> Task objective
Keep only the lines of the records below that contain the string "blue", and copy each of them. Case matters.

> Entries provided
----------
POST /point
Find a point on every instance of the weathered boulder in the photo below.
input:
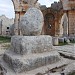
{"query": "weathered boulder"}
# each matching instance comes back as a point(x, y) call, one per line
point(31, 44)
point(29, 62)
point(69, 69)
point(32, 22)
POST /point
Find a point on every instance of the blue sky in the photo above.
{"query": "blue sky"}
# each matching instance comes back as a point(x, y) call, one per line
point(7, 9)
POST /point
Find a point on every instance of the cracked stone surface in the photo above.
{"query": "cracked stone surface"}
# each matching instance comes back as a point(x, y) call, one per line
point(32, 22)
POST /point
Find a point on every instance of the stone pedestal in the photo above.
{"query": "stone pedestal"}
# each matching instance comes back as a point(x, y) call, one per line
----------
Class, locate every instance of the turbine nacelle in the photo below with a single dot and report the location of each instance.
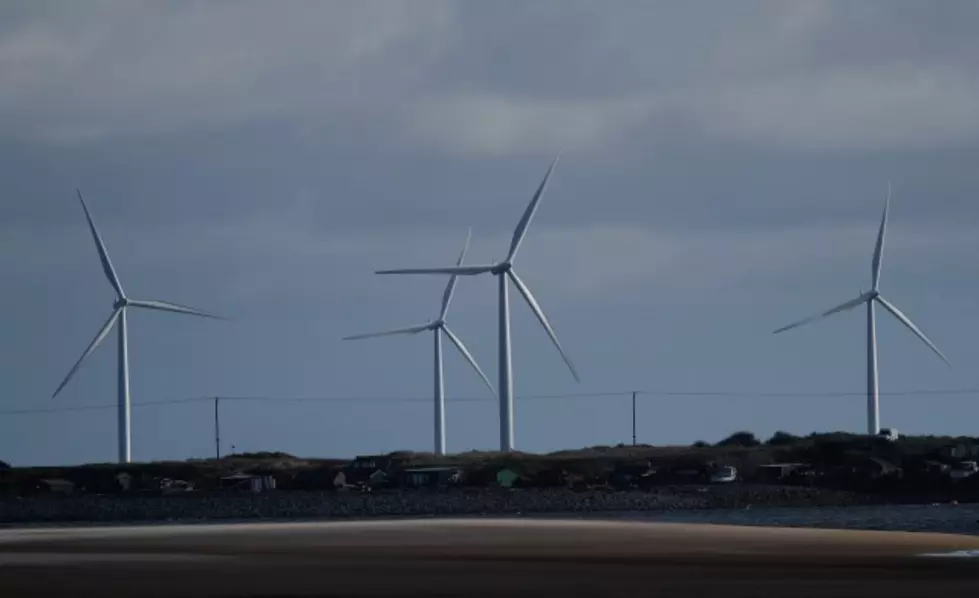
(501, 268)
----------
> Expected answer
Find a point on every instance of the blue sky in the photo above.
{"query": "blue sky"}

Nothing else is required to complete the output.